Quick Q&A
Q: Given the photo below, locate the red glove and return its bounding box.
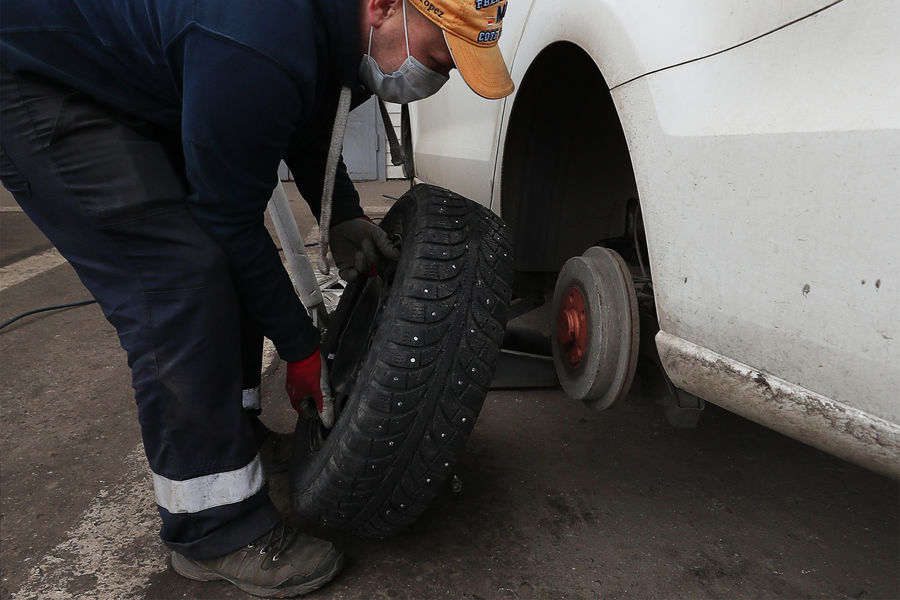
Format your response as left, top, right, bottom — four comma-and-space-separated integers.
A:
****************************************
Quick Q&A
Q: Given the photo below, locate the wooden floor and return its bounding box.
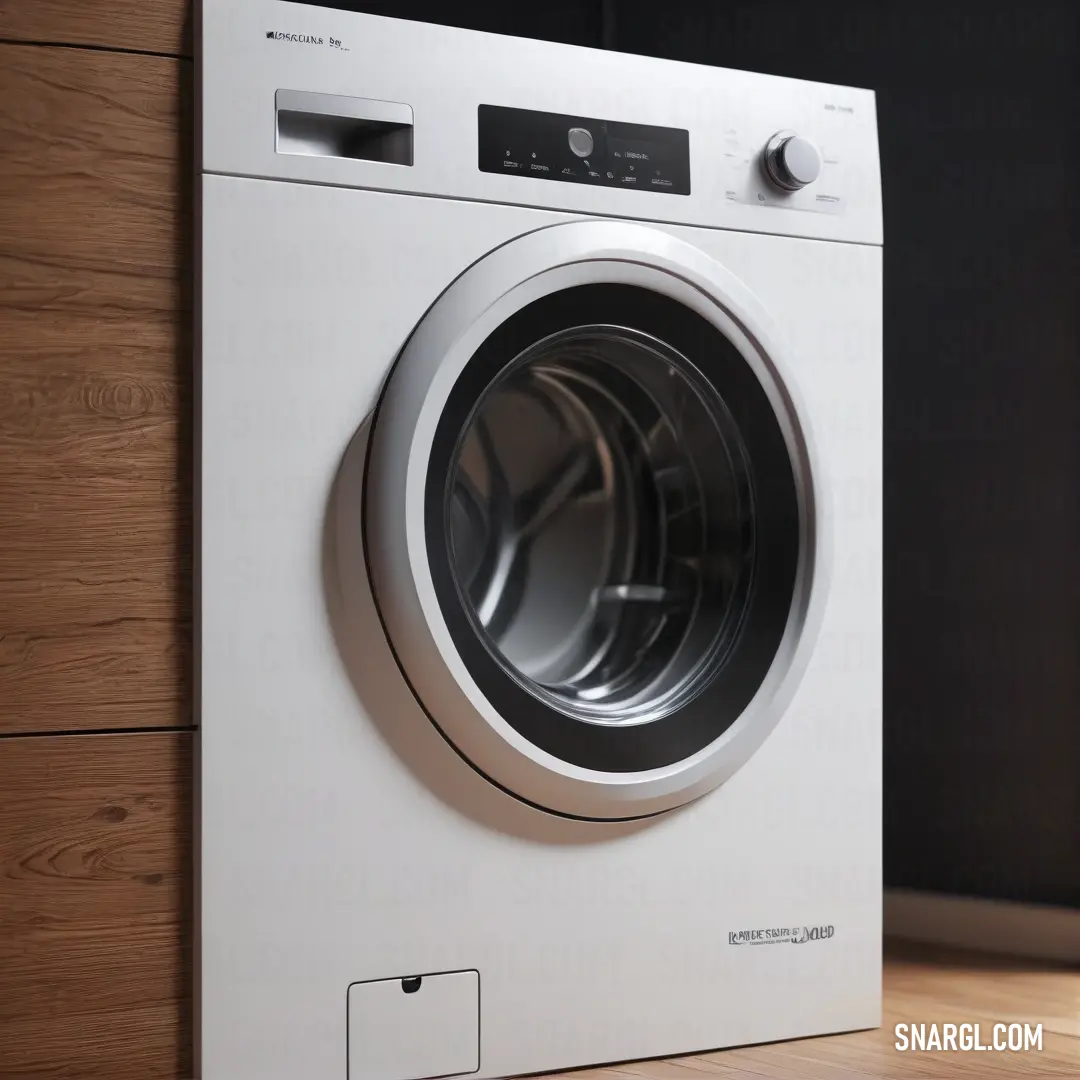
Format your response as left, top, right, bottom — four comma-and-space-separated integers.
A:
****************************************
■ ENUNCIADO DEL PROBLEMA: Filtra las líneas de las entradas de arriba y copia todas las que contengan la palabra "bounding".

■ RESPUESTA COMPLETA:
Q: Given the photo below, locate the red glove and return its bounding box.
Q: Given the photo below, locate the wooden floor and return its bounding box.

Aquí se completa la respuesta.